- WHAT IS EXPECTED
Continue the essay about recovering from food addiction, picking up after its final sentence.

- EXTRACT
+ + +

I’m not going to obsess over it (yeah, I do that too,) but I do believe that knowledge is power- I believe that the toxic chemicals in our atmosphere and in our food are making me sick. The dis-ease of trauma that’s been handed down over generations has certainly been the catalyst, or tipping point which led to the health issues and addiction (one and the same; it’s all tied in together, I believe), but I believe that food can be either medicine or poison, and part of healing my body, mind and spirit will involve choosing medicinal foods over addictive substances. It’s a fact, widely reported, that sugar is twice as addictive as crack cocaine, for example, and I believe that the crap that’s put into processed food is done so with the aim of enabling addiction, thus leading to buying more of the same junk.
It’s pretty screwed up when you think about it, but that’s how the food industry works, isn’t it? So my best defense as a recovering food addict is to stay the hell away from processed food as much as possible. Now, you can argue that most cured meats are processed; this is true. However, for now, the health benefits outweigh the potential risks. And they make it feel a lot less like a ‘diet,’ and more like an eating plan I can live with. We’ll see if it leads to weight loss in future. I hope so! As I get older, I get more and more concerned about my weight, though I have also been working on healing my self-image, to accept every part of me, the fact remains that my body was not designed to carry more than a little extra weight. That’s just the reality of the situation, yet all of my previous efforts to lose weight haven’t worked long-term, so I’m trying to heal the underlying problem first, and then focusing on finding a way to lose this weight that is sustainable for me. You wouldn’t expect someone who’s just gotten out of the hospital for alcohol poisoning to suddenly run a marathon, would you? That’s a rather extreme analogy, but putting it in those terms helps me not beat myself up for taking baby-steps along the way here. Undertaking a system of trial and error, and taking each step forward is the way to go for me.

+ + +

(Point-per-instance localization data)
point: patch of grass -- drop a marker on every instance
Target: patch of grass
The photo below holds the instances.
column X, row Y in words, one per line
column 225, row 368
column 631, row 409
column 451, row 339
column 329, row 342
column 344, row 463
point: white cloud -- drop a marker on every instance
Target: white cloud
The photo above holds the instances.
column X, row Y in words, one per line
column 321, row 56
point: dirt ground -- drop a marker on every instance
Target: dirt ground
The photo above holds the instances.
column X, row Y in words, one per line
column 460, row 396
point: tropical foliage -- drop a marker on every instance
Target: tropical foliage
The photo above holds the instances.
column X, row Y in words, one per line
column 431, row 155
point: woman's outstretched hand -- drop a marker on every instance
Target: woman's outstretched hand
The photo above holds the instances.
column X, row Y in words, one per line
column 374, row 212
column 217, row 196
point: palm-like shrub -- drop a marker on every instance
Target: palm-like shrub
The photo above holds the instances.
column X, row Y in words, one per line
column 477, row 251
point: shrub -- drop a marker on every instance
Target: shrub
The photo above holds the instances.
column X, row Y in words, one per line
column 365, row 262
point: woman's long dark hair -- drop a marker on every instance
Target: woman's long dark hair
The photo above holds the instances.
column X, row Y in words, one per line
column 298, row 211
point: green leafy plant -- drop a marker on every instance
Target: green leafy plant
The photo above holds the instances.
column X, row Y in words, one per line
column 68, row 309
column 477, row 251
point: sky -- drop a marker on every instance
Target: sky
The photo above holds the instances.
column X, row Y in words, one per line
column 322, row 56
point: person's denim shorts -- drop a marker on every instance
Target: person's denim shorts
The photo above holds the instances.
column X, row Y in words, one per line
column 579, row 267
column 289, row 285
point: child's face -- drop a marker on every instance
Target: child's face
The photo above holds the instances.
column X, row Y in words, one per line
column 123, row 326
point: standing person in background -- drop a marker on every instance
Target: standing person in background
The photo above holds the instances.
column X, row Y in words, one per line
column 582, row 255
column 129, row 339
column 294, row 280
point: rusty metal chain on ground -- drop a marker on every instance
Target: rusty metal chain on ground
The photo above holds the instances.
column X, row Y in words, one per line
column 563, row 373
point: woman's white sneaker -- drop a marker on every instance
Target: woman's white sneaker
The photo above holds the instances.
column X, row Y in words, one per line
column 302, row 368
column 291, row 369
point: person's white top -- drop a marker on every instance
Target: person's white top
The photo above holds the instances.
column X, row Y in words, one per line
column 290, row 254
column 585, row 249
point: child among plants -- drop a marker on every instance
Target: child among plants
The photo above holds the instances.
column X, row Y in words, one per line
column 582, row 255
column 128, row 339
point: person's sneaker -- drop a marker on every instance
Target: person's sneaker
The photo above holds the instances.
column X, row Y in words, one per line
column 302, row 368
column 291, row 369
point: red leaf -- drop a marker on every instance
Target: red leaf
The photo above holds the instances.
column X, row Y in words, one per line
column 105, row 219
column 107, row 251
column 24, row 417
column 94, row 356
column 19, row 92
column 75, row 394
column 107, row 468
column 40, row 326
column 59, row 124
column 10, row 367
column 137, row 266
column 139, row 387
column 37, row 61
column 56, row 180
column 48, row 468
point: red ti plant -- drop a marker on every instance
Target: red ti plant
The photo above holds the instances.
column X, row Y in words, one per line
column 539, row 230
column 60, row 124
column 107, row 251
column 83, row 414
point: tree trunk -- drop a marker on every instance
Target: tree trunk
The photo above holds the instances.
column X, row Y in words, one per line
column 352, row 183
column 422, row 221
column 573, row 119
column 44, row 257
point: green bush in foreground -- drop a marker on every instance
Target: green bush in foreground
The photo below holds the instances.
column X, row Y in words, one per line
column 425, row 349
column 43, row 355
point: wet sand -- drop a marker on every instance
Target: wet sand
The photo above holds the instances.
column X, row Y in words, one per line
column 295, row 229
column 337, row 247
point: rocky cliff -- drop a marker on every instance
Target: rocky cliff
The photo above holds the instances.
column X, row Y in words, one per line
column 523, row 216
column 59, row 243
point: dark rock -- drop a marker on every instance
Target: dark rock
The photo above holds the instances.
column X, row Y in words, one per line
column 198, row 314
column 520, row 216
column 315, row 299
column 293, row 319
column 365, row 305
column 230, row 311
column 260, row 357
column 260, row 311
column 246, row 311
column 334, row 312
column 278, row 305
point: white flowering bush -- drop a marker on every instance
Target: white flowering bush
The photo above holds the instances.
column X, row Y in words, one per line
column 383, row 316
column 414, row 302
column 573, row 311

+ + +

- RESULT BELOW
Obviously, I’m talking about food a lot, and that may be a cause for concern too, right? But I assure you, dear reader, I am past the worst of the ‘crazy-making,’ obsessive part of my addiction, where you could be talking to me and you could cue a cartoon-style graphic, where your head would start to look like a cheese sandwich, because I could do nothing but think of food, 24/7. Thankfully, that part of recovery and abstinence is over…for now. I don’t know what’s going to happen tomorrow, all I can do is focus on today.
The next phase of this journey is finding what other things make me happy and bring me comfort besides eating. Stay tuned!
“This will be a wonderful song, which our bodies will sing-” this was a quote from an unknown stranger, via email. I thought it sounded good, and was pretty relevant, though the content was a little more risqué than this blog post! But it reminds me of my ultimate goal- to ‘sing a song’ of joy, good health and a long life. After everything I have overcome in this life thus far, it will be the greatest gift that I can possibly give to myself.
**Disclaimer** I am writing about my journey, and about what is working for me, to date. I am not endorsing any particular diet (those don’t work, anyway, in my experience) or eating plan- I’m just sharing information, and providing hyperlinks in case my readers would like to learn more about the eating plans I am referring to. I accept no responsibility for the efficacy or safety/health risks of any eating plan. It’s always a wise idea to consult with a nutritionist or doctor before trying a new eating plan.